**Instruções da tarefa**
Reúna todas as linhas da listagem que contêm a palavra "doorway" e copie-as sem alterações, diferenciando maiúsculas de minúsculas.

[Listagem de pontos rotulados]
>>>
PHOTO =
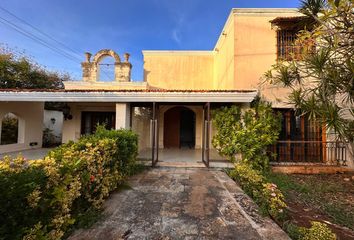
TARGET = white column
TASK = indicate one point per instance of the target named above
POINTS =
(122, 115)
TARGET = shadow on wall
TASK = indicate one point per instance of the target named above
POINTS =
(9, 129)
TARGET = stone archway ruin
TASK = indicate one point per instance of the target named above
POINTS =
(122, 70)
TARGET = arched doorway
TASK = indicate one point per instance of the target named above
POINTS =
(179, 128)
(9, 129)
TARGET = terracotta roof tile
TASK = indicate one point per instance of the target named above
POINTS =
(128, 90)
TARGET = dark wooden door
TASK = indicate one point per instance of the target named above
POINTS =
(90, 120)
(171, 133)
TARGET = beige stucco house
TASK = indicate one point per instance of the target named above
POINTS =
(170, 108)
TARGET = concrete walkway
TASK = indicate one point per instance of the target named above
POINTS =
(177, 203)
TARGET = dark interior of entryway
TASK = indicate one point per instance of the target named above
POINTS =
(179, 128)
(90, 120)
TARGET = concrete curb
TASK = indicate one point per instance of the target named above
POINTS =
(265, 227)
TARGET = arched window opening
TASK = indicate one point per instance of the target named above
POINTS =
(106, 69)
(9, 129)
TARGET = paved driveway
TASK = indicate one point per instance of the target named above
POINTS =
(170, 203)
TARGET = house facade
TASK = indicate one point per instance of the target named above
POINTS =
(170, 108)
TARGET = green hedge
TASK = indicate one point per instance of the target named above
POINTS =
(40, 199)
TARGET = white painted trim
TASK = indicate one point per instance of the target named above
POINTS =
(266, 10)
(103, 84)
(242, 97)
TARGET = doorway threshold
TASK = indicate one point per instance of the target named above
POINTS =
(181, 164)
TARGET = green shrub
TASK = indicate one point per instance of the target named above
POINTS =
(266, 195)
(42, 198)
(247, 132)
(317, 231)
<<<
>>>
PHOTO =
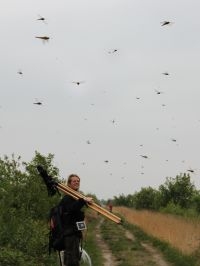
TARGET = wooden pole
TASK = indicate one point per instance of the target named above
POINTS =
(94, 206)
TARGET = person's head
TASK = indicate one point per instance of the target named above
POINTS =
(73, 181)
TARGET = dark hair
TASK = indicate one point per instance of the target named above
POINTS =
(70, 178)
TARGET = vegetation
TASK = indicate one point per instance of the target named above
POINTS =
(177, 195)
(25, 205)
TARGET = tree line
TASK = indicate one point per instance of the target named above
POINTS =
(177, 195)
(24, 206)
<<<
>>>
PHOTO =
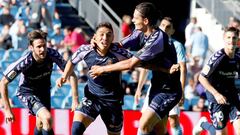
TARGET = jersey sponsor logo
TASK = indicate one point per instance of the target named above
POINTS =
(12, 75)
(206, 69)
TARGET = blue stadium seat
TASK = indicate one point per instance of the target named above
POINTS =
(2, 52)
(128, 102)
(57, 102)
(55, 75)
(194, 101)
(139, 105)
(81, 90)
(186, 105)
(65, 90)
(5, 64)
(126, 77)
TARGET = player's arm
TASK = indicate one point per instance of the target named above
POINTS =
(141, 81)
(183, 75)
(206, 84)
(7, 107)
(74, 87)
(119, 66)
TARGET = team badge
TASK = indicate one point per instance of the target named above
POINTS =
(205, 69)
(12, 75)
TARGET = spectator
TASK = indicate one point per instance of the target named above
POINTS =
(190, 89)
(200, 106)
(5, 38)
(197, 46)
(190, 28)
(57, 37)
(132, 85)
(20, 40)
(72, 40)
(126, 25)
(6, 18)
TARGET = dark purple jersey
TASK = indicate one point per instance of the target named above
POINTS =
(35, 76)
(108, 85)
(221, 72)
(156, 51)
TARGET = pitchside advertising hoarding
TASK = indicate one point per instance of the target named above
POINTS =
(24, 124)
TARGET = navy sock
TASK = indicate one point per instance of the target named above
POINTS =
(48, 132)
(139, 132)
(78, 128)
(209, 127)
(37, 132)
<<<
**Resultado da tarefa**
TARGET = arched doorway
TARGET = doorway threshold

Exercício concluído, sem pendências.